• _Short task_: Omit every picture and return the rest of the data unaltered.

(Excerpt from a dataset)
┄┄┄┄┄┄
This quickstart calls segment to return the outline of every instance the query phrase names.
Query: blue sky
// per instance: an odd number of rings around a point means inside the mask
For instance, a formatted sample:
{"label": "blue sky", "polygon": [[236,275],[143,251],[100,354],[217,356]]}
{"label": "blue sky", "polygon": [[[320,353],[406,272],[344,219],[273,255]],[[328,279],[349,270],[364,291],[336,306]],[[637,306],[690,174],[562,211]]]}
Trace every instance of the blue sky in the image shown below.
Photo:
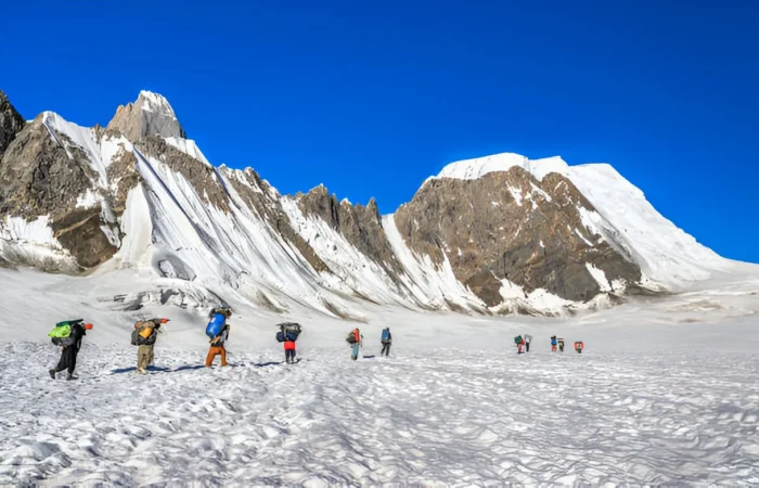
{"label": "blue sky", "polygon": [[0,89],[104,125],[163,93],[215,164],[383,213],[446,163],[608,162],[718,253],[759,261],[759,2],[29,1]]}

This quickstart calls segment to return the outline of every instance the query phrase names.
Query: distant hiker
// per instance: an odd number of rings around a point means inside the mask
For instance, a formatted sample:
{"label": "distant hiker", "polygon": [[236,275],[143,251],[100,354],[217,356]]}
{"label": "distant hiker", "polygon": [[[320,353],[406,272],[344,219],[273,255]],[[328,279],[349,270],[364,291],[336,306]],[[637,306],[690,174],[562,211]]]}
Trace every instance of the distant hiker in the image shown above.
{"label": "distant hiker", "polygon": [[232,310],[229,307],[216,307],[208,312],[208,325],[206,325],[206,335],[208,336],[208,354],[206,355],[206,368],[210,368],[217,356],[221,356],[221,365],[227,365],[227,348],[224,344],[229,338],[230,326],[227,319],[232,317]]}
{"label": "distant hiker", "polygon": [[79,349],[81,349],[81,338],[90,330],[92,330],[92,324],[83,323],[82,319],[67,320],[55,324],[55,328],[48,336],[51,337],[53,344],[61,347],[61,359],[59,359],[55,368],[48,371],[50,377],[55,380],[55,374],[68,370],[66,380],[76,380],[74,370],[76,369],[76,358],[79,355]]}
{"label": "distant hiker", "polygon": [[350,355],[350,359],[356,361],[359,359],[359,348],[363,347],[363,336],[361,335],[361,332],[358,329],[353,329],[350,334],[348,334],[348,337],[346,337],[346,342],[350,344],[353,348],[352,354]]}
{"label": "distant hiker", "polygon": [[132,345],[137,348],[137,372],[147,374],[147,367],[153,364],[153,346],[158,338],[160,326],[169,319],[150,319],[134,323]]}
{"label": "distant hiker", "polygon": [[520,335],[517,335],[514,337],[514,344],[516,344],[516,354],[520,355],[522,348],[525,347],[525,339]]}
{"label": "distant hiker", "polygon": [[582,348],[586,347],[584,344],[582,344],[582,341],[578,341],[575,343],[575,350],[577,351],[578,355],[582,354]]}
{"label": "distant hiker", "polygon": [[210,339],[210,347],[208,348],[208,354],[206,355],[206,368],[210,368],[217,356],[221,356],[221,365],[227,365],[227,349],[224,344],[229,338],[229,324],[226,324],[221,332]]}
{"label": "distant hiker", "polygon": [[300,335],[301,328],[299,323],[285,322],[276,325],[280,332],[276,333],[276,341],[284,344],[285,362],[295,364],[295,342]]}
{"label": "distant hiker", "polygon": [[382,331],[382,352],[380,356],[390,356],[390,346],[393,345],[393,334],[390,328],[385,328]]}

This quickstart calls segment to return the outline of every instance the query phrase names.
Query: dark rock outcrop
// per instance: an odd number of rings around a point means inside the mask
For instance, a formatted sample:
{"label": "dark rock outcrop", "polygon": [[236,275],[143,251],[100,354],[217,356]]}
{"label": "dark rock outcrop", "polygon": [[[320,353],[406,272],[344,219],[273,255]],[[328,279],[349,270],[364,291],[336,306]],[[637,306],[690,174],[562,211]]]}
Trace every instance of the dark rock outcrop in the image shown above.
{"label": "dark rock outcrop", "polygon": [[397,279],[402,272],[382,227],[380,209],[374,198],[366,206],[353,206],[346,201],[337,203],[337,197],[330,195],[326,188],[320,185],[305,195],[298,195],[297,202],[304,214],[327,222],[362,254],[382,266],[389,277]]}
{"label": "dark rock outcrop", "polygon": [[273,191],[269,183],[250,168],[244,171],[222,168],[222,171],[243,203],[295,246],[311,268],[318,272],[332,272],[313,248],[293,229],[282,204],[272,196]]}
{"label": "dark rock outcrop", "polygon": [[[77,208],[98,178],[85,152],[65,134],[53,139],[40,115],[16,136],[0,162],[0,217],[48,216],[53,236],[83,267],[117,251],[101,230],[102,207]],[[65,144],[66,147],[59,144]]]}
{"label": "dark rock outcrop", "polygon": [[25,125],[24,117],[16,112],[5,93],[0,90],[0,159]]}
{"label": "dark rock outcrop", "polygon": [[430,180],[395,220],[412,249],[437,262],[445,253],[456,278],[489,306],[503,300],[504,278],[528,293],[588,300],[601,286],[586,264],[609,281],[640,281],[636,265],[582,224],[578,205],[593,210],[568,179],[541,182],[514,167],[477,180]]}
{"label": "dark rock outcrop", "polygon": [[147,136],[186,138],[169,102],[147,91],[140,92],[134,103],[119,105],[106,129],[123,133],[132,142]]}

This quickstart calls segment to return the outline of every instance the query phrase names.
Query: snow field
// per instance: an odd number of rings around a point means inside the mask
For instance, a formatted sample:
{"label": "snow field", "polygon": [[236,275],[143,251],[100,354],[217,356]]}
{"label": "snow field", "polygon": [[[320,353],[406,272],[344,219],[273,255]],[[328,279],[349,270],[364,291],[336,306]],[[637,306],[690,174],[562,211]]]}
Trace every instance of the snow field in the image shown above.
{"label": "snow field", "polygon": [[206,370],[159,339],[147,376],[136,348],[86,345],[76,382],[48,376],[53,347],[5,344],[0,484],[759,483],[754,354],[402,344],[291,367],[231,345]]}

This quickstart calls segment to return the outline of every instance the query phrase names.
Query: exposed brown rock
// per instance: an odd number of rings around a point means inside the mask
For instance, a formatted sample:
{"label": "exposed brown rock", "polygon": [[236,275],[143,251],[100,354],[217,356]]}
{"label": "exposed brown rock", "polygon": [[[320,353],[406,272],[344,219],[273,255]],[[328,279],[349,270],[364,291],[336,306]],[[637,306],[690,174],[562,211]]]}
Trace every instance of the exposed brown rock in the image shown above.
┄┄┄┄┄┄
• _Finished exercise_:
This quickstart calls segment to return the outline of every instance the query phrase names.
Query: blue sky
// per instance: an odd number of rings around a point means inside the mask
For instance, a formatted sample:
{"label": "blue sky", "polygon": [[236,275],[143,251],[100,354],[217,356]]}
{"label": "blue sky", "polygon": [[[320,353],[406,272],[344,219],[273,255]],[[328,279],[349,270],[364,291],[336,306]],[[637,306],[690,174],[562,211]]]}
Trace every instance of the blue sky in the image shown below.
Photo:
{"label": "blue sky", "polygon": [[0,89],[104,125],[163,93],[215,164],[383,213],[446,163],[608,162],[718,253],[759,261],[759,2],[29,1]]}

This quickstart calls segment to return the outline of every instance the query phrase names.
Query: distant hiker
// per instance: an odd number of rings around a point means inside the mask
For instance, a formatted sample:
{"label": "distant hiker", "polygon": [[236,275],[143,251],[100,354],[217,356]]}
{"label": "distant hiker", "polygon": [[[320,353],[406,272],[344,219],[273,255]],[[328,279],[349,270],[364,291],[336,306]],[[637,306],[690,174],[562,211]]]}
Trace every instance of the distant hiker in the image shown above.
{"label": "distant hiker", "polygon": [[232,310],[229,307],[216,307],[208,312],[208,325],[206,325],[206,335],[208,336],[208,354],[206,355],[206,368],[210,368],[217,356],[221,356],[221,365],[227,365],[227,348],[224,344],[229,338],[230,326],[227,319],[232,317]]}
{"label": "distant hiker", "polygon": [[79,349],[81,349],[81,338],[90,330],[92,330],[92,324],[83,323],[82,319],[67,320],[55,324],[55,328],[48,336],[51,337],[53,344],[61,347],[61,359],[59,359],[55,368],[48,371],[50,377],[55,380],[55,374],[68,370],[66,380],[76,380],[74,370],[76,369],[76,358],[79,355]]}
{"label": "distant hiker", "polygon": [[350,355],[350,359],[356,361],[359,359],[359,348],[363,347],[363,336],[361,335],[361,332],[358,329],[353,329],[350,334],[348,334],[348,337],[346,337],[346,342],[350,344],[353,348],[352,354]]}
{"label": "distant hiker", "polygon": [[132,345],[137,348],[137,372],[147,374],[147,367],[153,364],[153,346],[158,338],[160,326],[169,319],[150,319],[134,323]]}
{"label": "distant hiker", "polygon": [[520,335],[517,335],[514,337],[514,344],[516,344],[516,354],[520,355],[522,348],[525,347],[525,339]]}
{"label": "distant hiker", "polygon": [[582,348],[586,347],[584,344],[582,344],[582,341],[578,341],[575,343],[575,350],[577,351],[578,355],[582,354]]}
{"label": "distant hiker", "polygon": [[210,339],[210,347],[208,348],[208,354],[206,355],[206,368],[210,368],[217,356],[221,356],[221,365],[227,365],[227,349],[224,344],[229,338],[229,324],[226,324],[221,332]]}
{"label": "distant hiker", "polygon": [[300,335],[301,328],[299,323],[285,322],[276,325],[280,332],[276,333],[276,341],[284,344],[285,362],[295,364],[295,342]]}
{"label": "distant hiker", "polygon": [[382,331],[382,352],[380,356],[390,356],[390,346],[393,345],[393,334],[390,328],[385,328]]}

This quickstart calls segment to return the outline of every instance the query phrase names.
Query: dark rock outcrop
// per instance: an odd number of rings around a point means inside the mask
For instance, a formatted sample:
{"label": "dark rock outcrop", "polygon": [[236,275],[143,251],[100,354],[217,356]]}
{"label": "dark rock outcrop", "polygon": [[[320,353],[406,272],[344,219],[273,255]],[[328,279],[349,270],[364,291],[336,306]],[[637,306],[690,174],[562,211]]]}
Trace every instance of the dark rock outcrop in the image shown above.
{"label": "dark rock outcrop", "polygon": [[397,279],[402,272],[382,227],[380,209],[374,198],[366,206],[353,206],[346,201],[337,203],[337,197],[330,195],[326,188],[320,185],[305,195],[298,195],[297,202],[304,214],[327,222],[362,254],[382,266],[389,277]]}
{"label": "dark rock outcrop", "polygon": [[273,191],[269,183],[250,168],[244,171],[222,168],[222,171],[243,203],[295,246],[311,268],[318,272],[332,272],[313,248],[293,229],[282,204],[272,196]]}
{"label": "dark rock outcrop", "polygon": [[[77,208],[98,178],[85,152],[65,134],[53,139],[40,115],[16,136],[0,162],[0,217],[48,216],[53,236],[83,267],[117,251],[101,230],[102,207]],[[65,144],[66,147],[59,144]]]}
{"label": "dark rock outcrop", "polygon": [[25,125],[24,117],[16,112],[5,93],[0,90],[0,159]]}
{"label": "dark rock outcrop", "polygon": [[430,180],[395,220],[412,249],[437,262],[445,253],[456,278],[489,306],[503,300],[504,278],[528,293],[588,300],[601,286],[586,264],[609,281],[640,281],[636,265],[582,224],[578,205],[593,210],[568,179],[541,182],[514,167],[477,180]]}
{"label": "dark rock outcrop", "polygon": [[147,136],[186,138],[169,102],[147,91],[140,92],[134,103],[119,105],[106,129],[123,133],[132,142]]}

This quickstart calls segment to return the outline of every instance the query phrase names.
Query: snow field
// per instance: an odd number of rings around a point means inside the mask
For instance, a formatted sample:
{"label": "snow field", "polygon": [[236,275],[143,251],[100,354],[217,356]]}
{"label": "snow field", "polygon": [[[320,353],[406,272],[344,219],[273,255]],[[328,279],[349,270],[364,291],[336,306]],[[637,306],[690,174],[562,211]]]}
Trace every instance of the snow field in the image shown above.
{"label": "snow field", "polygon": [[206,370],[159,339],[147,376],[136,348],[86,345],[76,382],[48,376],[53,347],[5,344],[0,484],[759,483],[754,354],[402,344],[291,367],[231,345]]}

This quickstart calls segment to return the outline of every instance the query phrase names.
Query: exposed brown rock
// per instance: an odd number of rings around a point means inside the mask
For instance, a formatted sample:
{"label": "exposed brown rock", "polygon": [[236,275],[143,251],[100,354],[217,356]]}
{"label": "exposed brown rock", "polygon": [[[320,353],[406,272],[344,219],[273,255]],[[328,279],[349,270],[364,291],[336,306]],[[637,306],[690,174],[562,211]]]}
Trace every instance of the exposed brown rock in the image shown above.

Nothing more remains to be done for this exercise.